=== Assigned task A ===
Turn the paragraph beginning "Volunteers with the group must" in the tornado relief article into a short bulleted list that keeps its main facts.
=== Assigned task B ===
Give a continuation of the tornado relief article, beginning right after its final sentence.

=== Text shown ===
Tribune-Courier News Editor
Marshall County’s churches and disaster relief groups are reaching out to help victims of the May 20 Moore, Okla., tornado.
Carolyn Gray, of the Blood River Baptist Association Disaster Relief Team, said her group has been alerted to a stand-by posture. The Blood River Baptist team has the capacity to deliver a shower and laundry trailer and a portable kitchen to feed the displaced and other rescue workers.
“The Kentucky Baptist Convention has close to 1,000 volunteers,” Gray said. “When our team went to New York for Hurricane Sandy, we had close to 30 volunteers just with our Marshall County group. We stayed up there from October to December.”
Gray said the Marshall County team has about 150 volunteers. About eight to 10 members are volunteers ready to deploy on short notice. Most are retirees. The team also plans to return to New York in July to feed workers rebuilding after the hurricane.
“Right now, we’re on hold because there has been a big response in Oklahoma and from surrounding states,” Gray said. “We could get called out this afternoon or tomorrow, and be on our way in three days,” Gray said Thursday.
Volunteers with the group must undergo regular training to assist others without becoming a hinderance. Volunteers must also pass a criminal background check, Gray said. Other services provided by the Kentucky Baptist Convention disaster teams include debris removal, chainsaw teams, medical teams -in need of medically-trained volunteers- and ministry groups.
“One big service we provide is child care. We’ve done that a time or two, and it’s been a help for parents dealing with the (Federal Emergency Management Agency) or the Red Cross in the whole recovery process,” Gray said.
The Lakeland Area Red Cross is requesting monetary donations earmarked for disaster relief. Executive director Darlene Lynn said monetary contributions are preferred as the Red Cross does not have transportation for supplies and the affected area lacks storage space.

[Stored data entries]
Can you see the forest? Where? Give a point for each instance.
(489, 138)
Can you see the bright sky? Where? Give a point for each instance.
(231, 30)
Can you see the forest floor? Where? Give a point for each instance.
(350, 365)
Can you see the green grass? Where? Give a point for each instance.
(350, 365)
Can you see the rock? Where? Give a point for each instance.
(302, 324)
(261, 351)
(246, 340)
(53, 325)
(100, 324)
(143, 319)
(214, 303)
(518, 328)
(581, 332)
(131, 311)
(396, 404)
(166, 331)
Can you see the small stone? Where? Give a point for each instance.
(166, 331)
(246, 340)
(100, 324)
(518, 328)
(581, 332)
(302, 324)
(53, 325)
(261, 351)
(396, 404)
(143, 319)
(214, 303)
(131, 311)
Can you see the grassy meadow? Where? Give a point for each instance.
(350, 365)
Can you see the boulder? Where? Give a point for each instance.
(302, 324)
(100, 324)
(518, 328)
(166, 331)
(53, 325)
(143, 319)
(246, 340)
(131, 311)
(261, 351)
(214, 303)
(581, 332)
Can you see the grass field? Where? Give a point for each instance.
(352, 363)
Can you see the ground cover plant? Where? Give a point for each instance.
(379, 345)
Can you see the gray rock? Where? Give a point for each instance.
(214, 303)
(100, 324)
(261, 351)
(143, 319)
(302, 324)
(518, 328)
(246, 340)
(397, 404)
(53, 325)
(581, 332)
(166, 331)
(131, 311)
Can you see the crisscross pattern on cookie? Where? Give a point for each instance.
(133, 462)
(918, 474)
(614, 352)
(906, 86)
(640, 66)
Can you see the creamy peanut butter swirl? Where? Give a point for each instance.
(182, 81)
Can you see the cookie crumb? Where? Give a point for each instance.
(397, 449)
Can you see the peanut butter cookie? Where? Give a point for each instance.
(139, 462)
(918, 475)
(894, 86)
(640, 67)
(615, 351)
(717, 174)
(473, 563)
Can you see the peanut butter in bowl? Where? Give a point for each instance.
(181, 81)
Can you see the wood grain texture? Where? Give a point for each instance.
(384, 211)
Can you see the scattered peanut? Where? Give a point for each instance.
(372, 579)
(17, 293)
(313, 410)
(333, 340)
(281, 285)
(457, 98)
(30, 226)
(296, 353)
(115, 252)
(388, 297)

=== Answer area A ===
- Volunteers take regular training so they can help others without getting in the way.
- Volunteers must pass a criminal background check.
- Kentucky Baptist Convention disaster teams also offer:
  - debris removal
  - chainsaw teams
  - medical teams, which need medically trained volunteers
  - ministry groups

=== Answer area B ===
“You can make out a check for Oklahoma, but we prefer it to be for disaster relief as we can use it anywhere it is needed,” Lynn said.
As for donations of supplies or clothing, Lynn asked they be given to groups like Needline or New to You. She added the supplies would be used in Marshall County for victims of disasters.
“Right now, Red Cross is providing food and shelter in Oklahoma,” Lynn said. “We’re also providing mental health counseling. From this region, Red Cross has sent five emergency response vehicles and about 30 people to help.”
Pastor Tim Polley of First Christian Church in Benton said his church’s youth group spent Friday collecting donations for the Red Cross disaster relief.
“We don’t need to send supplies or to see untrained people deploying themselves to help,” Polley said. “We need money to support the troops on the ground. With these funds, churches and the Red Cross can buy what is needed in bulk, and will not be taxed.”
Polley said the campaign collected more than $1,500 for Oklahoma City relief.
“We want people to stay in contact with churches and disaster relief organizations like the Red Cross and Salvation Army,” Polley said. “These groups are going to be there a long time. Everyone wants to do what they can now, but support will wear down. We want to help them for the long haul. These groups still have people in Joplin, Mo., and that tornado was last year. From what Oklahoma looks like now, it will be several years before they get back to any sense of normalcy.”